* [The task]:
Repeat each entry exactly.

[Supplied information Boundary: Start]

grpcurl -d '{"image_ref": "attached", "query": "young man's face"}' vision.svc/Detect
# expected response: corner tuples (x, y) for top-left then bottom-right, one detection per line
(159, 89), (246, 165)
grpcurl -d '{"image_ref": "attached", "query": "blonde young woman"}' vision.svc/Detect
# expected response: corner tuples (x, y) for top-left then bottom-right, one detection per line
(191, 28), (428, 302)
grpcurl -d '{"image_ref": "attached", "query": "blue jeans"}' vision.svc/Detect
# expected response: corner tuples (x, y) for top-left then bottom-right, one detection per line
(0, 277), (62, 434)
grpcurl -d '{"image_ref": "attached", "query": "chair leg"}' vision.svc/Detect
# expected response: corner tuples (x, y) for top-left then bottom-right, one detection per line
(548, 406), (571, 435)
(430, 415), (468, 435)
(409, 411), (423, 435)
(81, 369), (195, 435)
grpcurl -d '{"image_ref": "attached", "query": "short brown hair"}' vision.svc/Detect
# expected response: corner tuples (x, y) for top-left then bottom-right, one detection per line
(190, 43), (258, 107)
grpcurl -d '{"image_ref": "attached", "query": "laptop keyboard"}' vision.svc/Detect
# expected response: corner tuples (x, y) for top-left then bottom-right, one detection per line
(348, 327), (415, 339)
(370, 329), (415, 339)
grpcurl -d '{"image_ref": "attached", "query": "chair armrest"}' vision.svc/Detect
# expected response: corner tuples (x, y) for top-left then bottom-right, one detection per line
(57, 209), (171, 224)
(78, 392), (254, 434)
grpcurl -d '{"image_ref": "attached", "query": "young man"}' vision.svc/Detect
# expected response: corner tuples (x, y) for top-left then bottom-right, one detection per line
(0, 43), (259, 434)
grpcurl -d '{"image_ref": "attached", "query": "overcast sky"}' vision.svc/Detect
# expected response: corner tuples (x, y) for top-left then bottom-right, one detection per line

[Supplied information Boundary: End]

* [Your solution]:
grpcurl -d '{"image_ref": "attached", "query": "young man's face"}' vision.svc/Detect
# expected response: corner tuples (x, y) for top-left then bottom-right, one detection per line
(159, 89), (246, 165)
grpcurl -d '{"image_ref": "attached", "query": "blonde young woman"}' vision.svc/Detect
# expected response: corner tuples (x, y) for top-left then bottom-right, one detection per line
(191, 28), (428, 302)
grpcurl -d '{"image_ref": "attached", "query": "blue jeans"}' vision.svc/Detect
# expected response: corner tuples (x, y) for top-left then bottom-right, one detection per line
(0, 277), (62, 434)
grpcurl -d '{"image_ref": "attached", "query": "chair leg"}' vision.svc/Detect
# expected response: corner tuples (x, y) for top-left then bottom-right, one detection per line
(548, 406), (571, 435)
(430, 415), (468, 435)
(409, 411), (423, 435)
(81, 369), (195, 435)
grpcurl -d '{"image_ref": "attached", "query": "short brown hair"}' vision.svc/Detect
# expected response: corner tuples (x, y) for top-left then bottom-right, one detection per line
(190, 43), (258, 107)
grpcurl -d '{"image_ref": "attached", "query": "laptop keyboard"}' vision.svc/Detect
# expected response: corner tuples (x, y) for top-left then bottom-right, one detection per line
(348, 327), (415, 339)
(370, 329), (415, 339)
grpcurl -d '{"image_ref": "attached", "query": "chair armrest"}' vision.svc/Detect
# expected response: corner tuples (x, y) for top-left then bottom-right, one detection per line
(57, 209), (171, 224)
(78, 392), (254, 434)
grpcurl -d '{"image_ref": "attached", "query": "young man"}' vision.svc/Detect
# expected response: corner tuples (x, y) for top-left then bottom-right, one detection per line
(0, 43), (259, 434)
grpcurl -d '{"image_ref": "attached", "query": "overcast sky"}' vision.svc/Detect
# expected response: corner tuples (x, y) for top-left then bottom-right, one detection per line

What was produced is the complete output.